- **Short task 1**
In the Maestro record overview, what parameters does the PCM file have when recording with the multi-channel (AUD-EXP-42448) setup?
- **Short task 2**
Write a continuation of the Maestro record overview, beginning immediately after its final sentence.

- **Passage given**
## Begin

Table of content
Overview
The Maestro record example demonstrates audio processing on the ARM cortex core utilizing the Maestro Audio Framework library.
The application is controlled by commands from a shell interface using serial console.
Depending on target platform or development board there are different modes and features of the demo supported.
- Loopback - The application demonstrates a loopback from the microphone to the speaker without any audio processing.
- File recording - The application takes audio samples from the microphone inputs and stores them to an SD card as an PCM file. The PCM file has following parameters:
- Mono and stereo : 2 channels, 16kHz, 16bit width
- Multi-channel (AUD-EXP-42448): 8 channels, 16kHz, 32bit width
- Voice control - The application takes audio samples from the microphone input and uses the VIT library to recognize wake words and voice commands. If a wake word or a voice command is recognized, the application write it to the serial terminal.

## End

- **Excerpted data**
## Begin

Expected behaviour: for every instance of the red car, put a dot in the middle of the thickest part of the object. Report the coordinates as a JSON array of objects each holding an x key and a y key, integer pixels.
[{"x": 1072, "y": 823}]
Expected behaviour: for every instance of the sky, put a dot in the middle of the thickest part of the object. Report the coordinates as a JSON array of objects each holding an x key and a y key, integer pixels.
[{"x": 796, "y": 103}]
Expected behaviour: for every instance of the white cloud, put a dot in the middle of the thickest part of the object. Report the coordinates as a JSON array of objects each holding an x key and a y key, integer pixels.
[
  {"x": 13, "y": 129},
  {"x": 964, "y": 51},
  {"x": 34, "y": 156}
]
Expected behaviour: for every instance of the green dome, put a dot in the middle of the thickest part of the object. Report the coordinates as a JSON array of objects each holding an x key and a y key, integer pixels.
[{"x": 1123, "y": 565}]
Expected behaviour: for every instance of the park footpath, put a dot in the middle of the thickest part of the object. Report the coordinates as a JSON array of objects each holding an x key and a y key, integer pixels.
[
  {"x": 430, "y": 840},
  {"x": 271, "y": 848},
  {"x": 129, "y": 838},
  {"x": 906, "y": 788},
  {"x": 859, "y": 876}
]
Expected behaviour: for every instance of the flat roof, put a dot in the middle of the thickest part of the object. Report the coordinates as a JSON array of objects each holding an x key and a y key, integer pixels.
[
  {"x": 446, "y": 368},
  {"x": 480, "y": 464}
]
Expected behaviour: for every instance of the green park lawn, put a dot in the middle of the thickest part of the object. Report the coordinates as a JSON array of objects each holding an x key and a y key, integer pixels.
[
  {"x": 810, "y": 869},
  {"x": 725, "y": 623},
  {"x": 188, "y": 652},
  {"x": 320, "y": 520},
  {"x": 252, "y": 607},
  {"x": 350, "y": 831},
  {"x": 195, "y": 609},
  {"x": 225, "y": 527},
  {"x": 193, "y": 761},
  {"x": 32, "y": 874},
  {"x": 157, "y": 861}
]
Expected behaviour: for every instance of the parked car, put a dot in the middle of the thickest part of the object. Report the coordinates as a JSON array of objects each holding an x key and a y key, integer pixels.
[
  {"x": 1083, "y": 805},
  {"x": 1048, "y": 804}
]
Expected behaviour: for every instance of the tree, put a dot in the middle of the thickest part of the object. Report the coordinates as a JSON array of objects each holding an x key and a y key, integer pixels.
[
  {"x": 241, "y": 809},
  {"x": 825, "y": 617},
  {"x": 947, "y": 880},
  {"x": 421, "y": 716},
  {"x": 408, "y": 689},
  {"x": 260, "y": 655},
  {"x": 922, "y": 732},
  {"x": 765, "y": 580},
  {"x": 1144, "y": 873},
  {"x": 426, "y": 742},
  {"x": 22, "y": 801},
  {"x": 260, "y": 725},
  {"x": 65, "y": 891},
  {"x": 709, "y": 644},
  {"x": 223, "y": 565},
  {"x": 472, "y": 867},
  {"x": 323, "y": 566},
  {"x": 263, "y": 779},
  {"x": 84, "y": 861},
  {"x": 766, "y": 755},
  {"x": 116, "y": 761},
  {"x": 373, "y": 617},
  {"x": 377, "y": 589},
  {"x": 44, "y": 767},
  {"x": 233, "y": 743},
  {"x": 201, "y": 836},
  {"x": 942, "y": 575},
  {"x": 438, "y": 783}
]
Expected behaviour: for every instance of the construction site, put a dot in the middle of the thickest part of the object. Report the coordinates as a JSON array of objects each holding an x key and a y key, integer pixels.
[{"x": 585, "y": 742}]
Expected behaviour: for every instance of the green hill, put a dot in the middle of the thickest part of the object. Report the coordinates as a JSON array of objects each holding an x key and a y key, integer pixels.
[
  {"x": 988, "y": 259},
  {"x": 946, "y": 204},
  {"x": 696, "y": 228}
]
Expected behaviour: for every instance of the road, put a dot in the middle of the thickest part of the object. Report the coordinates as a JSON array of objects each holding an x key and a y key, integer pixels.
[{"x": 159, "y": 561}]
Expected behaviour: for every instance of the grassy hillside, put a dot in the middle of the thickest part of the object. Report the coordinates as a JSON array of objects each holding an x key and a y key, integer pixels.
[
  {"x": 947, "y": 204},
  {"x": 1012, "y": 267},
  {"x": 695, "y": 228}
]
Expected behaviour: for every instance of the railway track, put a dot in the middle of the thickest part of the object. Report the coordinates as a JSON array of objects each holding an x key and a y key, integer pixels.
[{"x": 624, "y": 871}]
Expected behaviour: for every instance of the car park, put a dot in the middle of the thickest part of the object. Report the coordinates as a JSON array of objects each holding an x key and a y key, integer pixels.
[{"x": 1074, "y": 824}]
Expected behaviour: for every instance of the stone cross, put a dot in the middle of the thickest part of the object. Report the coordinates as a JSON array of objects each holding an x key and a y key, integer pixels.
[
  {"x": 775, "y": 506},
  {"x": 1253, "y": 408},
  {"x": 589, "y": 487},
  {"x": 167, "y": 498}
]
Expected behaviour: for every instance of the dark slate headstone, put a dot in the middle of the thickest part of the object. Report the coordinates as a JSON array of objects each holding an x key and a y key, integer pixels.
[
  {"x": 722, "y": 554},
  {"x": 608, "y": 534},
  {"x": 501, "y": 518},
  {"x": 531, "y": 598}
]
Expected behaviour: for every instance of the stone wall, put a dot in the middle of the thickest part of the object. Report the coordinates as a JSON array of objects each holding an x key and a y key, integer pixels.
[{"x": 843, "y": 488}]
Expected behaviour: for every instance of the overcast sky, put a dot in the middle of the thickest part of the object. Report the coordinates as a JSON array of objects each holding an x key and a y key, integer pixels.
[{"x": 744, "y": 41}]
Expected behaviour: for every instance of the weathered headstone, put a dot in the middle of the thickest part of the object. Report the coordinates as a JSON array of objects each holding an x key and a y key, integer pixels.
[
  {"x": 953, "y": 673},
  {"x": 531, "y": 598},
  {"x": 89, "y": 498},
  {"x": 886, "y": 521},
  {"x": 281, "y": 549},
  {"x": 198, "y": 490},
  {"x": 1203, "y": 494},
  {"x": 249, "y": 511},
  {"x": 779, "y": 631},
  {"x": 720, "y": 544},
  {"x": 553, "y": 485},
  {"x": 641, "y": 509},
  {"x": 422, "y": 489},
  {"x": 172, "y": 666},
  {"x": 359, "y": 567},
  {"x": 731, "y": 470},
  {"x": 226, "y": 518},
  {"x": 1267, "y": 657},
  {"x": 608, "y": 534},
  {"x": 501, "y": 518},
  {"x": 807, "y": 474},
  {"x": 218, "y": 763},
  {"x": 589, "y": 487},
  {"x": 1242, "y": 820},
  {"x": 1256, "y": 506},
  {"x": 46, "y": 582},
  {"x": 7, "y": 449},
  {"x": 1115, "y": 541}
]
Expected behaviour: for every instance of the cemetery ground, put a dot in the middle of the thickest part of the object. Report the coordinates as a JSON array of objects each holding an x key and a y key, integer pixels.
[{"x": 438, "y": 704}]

## End

- **Written answer 1**
8 channels, 16kHz, 32bit width.

- **Written answer 2**
- Encoding - The application takes PCM samples from memory and sends them to the Opus encoder. The encoded data is stored in memory and compared to a reference. The result of the comparison is finally written into the serial terminal.
As shown in the table below, the application is supported on several development boards, and each development board may have certain limitations, some development boards may also require hardware modifications or allow to use of an audio expansion board. Therefore, please check the supported features and Hardware modifications or Example configuration sections before running the demo.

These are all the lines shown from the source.